What is required: Please copy all the lines that follow, word for word.

Source records:
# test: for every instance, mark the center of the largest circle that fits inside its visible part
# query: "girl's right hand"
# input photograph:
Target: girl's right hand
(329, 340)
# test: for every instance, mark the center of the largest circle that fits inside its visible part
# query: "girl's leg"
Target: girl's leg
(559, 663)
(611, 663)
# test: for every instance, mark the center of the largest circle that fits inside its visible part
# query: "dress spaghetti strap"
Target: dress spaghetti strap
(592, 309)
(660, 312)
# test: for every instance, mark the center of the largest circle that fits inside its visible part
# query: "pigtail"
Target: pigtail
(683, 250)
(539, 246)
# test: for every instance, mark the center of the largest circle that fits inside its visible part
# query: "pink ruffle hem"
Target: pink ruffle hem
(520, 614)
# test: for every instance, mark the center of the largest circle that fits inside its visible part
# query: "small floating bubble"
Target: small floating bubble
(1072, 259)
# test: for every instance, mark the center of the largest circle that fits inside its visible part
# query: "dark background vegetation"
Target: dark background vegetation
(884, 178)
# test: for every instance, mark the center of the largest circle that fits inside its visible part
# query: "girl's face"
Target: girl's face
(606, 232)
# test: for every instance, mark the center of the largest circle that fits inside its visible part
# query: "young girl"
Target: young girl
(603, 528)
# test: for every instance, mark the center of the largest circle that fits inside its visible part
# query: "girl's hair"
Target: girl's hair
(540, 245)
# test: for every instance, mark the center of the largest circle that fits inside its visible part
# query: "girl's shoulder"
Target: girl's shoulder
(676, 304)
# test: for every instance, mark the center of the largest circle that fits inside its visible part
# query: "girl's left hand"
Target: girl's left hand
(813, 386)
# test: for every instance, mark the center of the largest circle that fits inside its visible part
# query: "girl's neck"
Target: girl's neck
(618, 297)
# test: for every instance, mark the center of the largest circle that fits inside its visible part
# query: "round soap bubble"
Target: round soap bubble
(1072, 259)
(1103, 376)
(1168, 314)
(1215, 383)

Correct response:
# test: for every instance, mark the center of the largest circle that fits inside its visible part
# query: "girl's right hand"
# input photograph:
Target: girl's right hand
(329, 340)
# test: for every instance, mark the center of the largest circle that fits inside its visible part
# query: "girl's leg"
Target: girl's leg
(559, 663)
(611, 663)
# test: for every instance, mark the center of the largest circle that fits inside its visible part
# query: "dress spaghetti strap"
Target: dress spaghetti strap
(592, 309)
(660, 312)
# test: for every instance, mark the center of the largest circle that fits inside its visible part
# query: "pigtail"
Target: pigtail
(683, 250)
(539, 246)
# test: for every instance, mark the center of the largest circle that fits inside its visible part
# query: "pink ruffle hem"
Target: pink ruffle hem
(520, 614)
# test: for every instance, mark the center of the largest circle that fits inside its visible part
# query: "small floating bubble"
Target: small floating bubble
(1072, 259)
# test: for every instance, mark the center of the largest circle that fits inside its visible part
# query: "dark background vegetation"
Target: dark background vegetation
(884, 178)
# test: for every instance, mark the center of the largest circle that fits inside its visible part
# query: "girl's face"
Target: girl's face
(606, 232)
# test: for every instance, mark the center of the largest circle that fits inside its visible part
# query: "young girl"
Target: young girl
(603, 528)
# test: for every instance, mark the center of the largest circle that fits inside its visible part
# query: "girl's hair"
Target: girl's hair
(540, 245)
# test: for every instance, mark the center of the largest circle that fits inside its visible part
# query: "girl's shoulder"
Target: girl's shoulder
(676, 304)
# test: for every instance, mark the center of the largest circle that fits inside its visible part
# query: "girl's left hand"
Target: girl's left hand
(813, 386)
# test: for every instance, mark the center of the largest circle that fits inside its visible part
# query: "girl's neck"
Target: girl's neck
(618, 297)
# test: for every instance, mark the center of the largest circle that fits inside its visible part
# query: "round soap bubble"
Target: round soap bubble
(1072, 259)
(1103, 376)
(1168, 314)
(1215, 383)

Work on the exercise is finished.